Data to examine
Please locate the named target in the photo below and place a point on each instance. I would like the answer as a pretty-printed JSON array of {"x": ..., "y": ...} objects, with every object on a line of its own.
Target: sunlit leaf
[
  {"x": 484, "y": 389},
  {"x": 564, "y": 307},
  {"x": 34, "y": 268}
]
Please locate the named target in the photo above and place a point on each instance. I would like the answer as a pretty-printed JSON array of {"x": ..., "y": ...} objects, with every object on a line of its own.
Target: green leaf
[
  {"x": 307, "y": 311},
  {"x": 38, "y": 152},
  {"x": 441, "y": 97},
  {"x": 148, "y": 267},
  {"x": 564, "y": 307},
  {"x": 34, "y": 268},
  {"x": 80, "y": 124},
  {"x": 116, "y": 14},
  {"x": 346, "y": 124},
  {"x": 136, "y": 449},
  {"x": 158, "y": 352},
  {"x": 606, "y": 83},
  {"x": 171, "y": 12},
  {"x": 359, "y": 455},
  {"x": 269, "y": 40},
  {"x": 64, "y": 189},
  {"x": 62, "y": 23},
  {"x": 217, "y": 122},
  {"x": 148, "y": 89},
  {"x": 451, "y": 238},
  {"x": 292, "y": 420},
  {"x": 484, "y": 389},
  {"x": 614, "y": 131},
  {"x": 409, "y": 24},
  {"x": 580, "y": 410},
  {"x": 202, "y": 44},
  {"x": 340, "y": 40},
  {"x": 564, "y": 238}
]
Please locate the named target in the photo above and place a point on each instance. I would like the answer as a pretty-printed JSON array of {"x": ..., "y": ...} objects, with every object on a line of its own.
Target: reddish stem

About this exercise
Exactly as given, repeat every record above.

Answer
Please locate the named target in the photo below and place a point on each instance. I would like the answer as a pretty-printed JSON array of {"x": ..., "y": ...} objects, with every object on a line of its own.
Target: sunlit leaf
[
  {"x": 484, "y": 389},
  {"x": 564, "y": 307},
  {"x": 34, "y": 268}
]
Please locate the named target in the photo above and place a point on each instance. I would like the answer as a pretty-printed JSON array of {"x": ..., "y": ...} objects, with every object on a line of its own.
Target: green leaf
[
  {"x": 307, "y": 311},
  {"x": 38, "y": 152},
  {"x": 441, "y": 97},
  {"x": 148, "y": 267},
  {"x": 564, "y": 307},
  {"x": 34, "y": 268},
  {"x": 80, "y": 124},
  {"x": 116, "y": 14},
  {"x": 346, "y": 124},
  {"x": 136, "y": 449},
  {"x": 158, "y": 352},
  {"x": 606, "y": 83},
  {"x": 171, "y": 12},
  {"x": 359, "y": 455},
  {"x": 269, "y": 40},
  {"x": 64, "y": 189},
  {"x": 62, "y": 23},
  {"x": 217, "y": 122},
  {"x": 148, "y": 89},
  {"x": 451, "y": 238},
  {"x": 292, "y": 420},
  {"x": 484, "y": 389},
  {"x": 614, "y": 131},
  {"x": 409, "y": 24},
  {"x": 580, "y": 410},
  {"x": 202, "y": 44},
  {"x": 340, "y": 40},
  {"x": 564, "y": 238}
]
Please locate the named target in the photo above and place a point on each instance. I would like the answer as a pretty-printed JSON array of {"x": ..., "y": ...} objects, with every object on a line of its own.
Target: reddish stem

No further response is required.